** Document section **
= = = = = = =
I Eat Salads Every Day But I Still Can’t Lose Weight. Why?
“All I eat are salads, but I can’t lose weight!”
Sound familiar? It should, as thousands—if not millions—of Americans are currently frustrated with their efforts to shed unwanted pounds. To many of them, a salad represents the pinnacle of a healthy meal. The equation is simple: eat more salads, lose weight.
However, automatically assuming all types of a certain dish are nutritious is one of the most common mistakes committed by wannabe weight-shedders. While many salads are quite nutritious and can help keep you satiated, happy and energized, they are not all created equal. Researchers have found that American consumers are quite bad at estimating the calorie count of many restaurant salads.
In many people’s eyes, salads are universally healthy. They reason that if they grab a salad for lunch or dinner, it’s a far better choice than picking up a burger or footlong. This is not necessarily true.
= = = = = = =
(Position identification records)

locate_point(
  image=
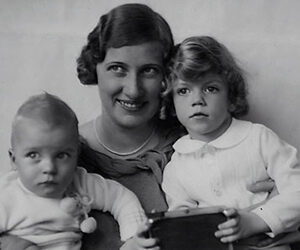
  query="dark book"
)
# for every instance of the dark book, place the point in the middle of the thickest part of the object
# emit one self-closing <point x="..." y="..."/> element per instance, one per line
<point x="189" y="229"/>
= = = = = = =
** Requirement A **
Reproduce the entire article on salads and weight loss word for word.
** Requirement B **
Express the records as a JSON list of strings, with one string per line and blank lines omitted. Exclude the pictures.

** Exercise output A **
I Eat Salads Every Day But I Still Can’t Lose Weight. Why?
“All I eat are salads, but I can’t lose weight!”
Sound familiar? It should, as thousands—if not millions—of Americans are currently frustrated with their efforts to shed unwanted pounds. To many of them, a salad represents the pinnacle of a healthy meal. The equation is simple: eat more salads, lose weight.
However, automatically assuming all types of a certain dish are nutritious is one of the most common mistakes committed by wannabe weight-shedders. While many salads are quite nutritious and can help keep you satiated, happy and energized, they are not all created equal. Researchers have found that American consumers are quite bad at estimating the calorie count of many restaurant salads.
In many people’s eyes, salads are universally healthy. They reason that if they grab a salad for lunch or dinner, it’s a far better choice than picking up a burger or footlong. This is not necessarily true.

** Exercise output B **
[
  "locate_point(",
  "  image=",
  "  query=\"dark book\"",
  ")",
  "# for every instance of the dark book, place the point in the middle of the thickest part of the object",
  "# emit one self-closing <point x=\"...\" y=\"...\"/> element per instance, one per line",
  "<point x=\"189\" y=\"229\"/>"
]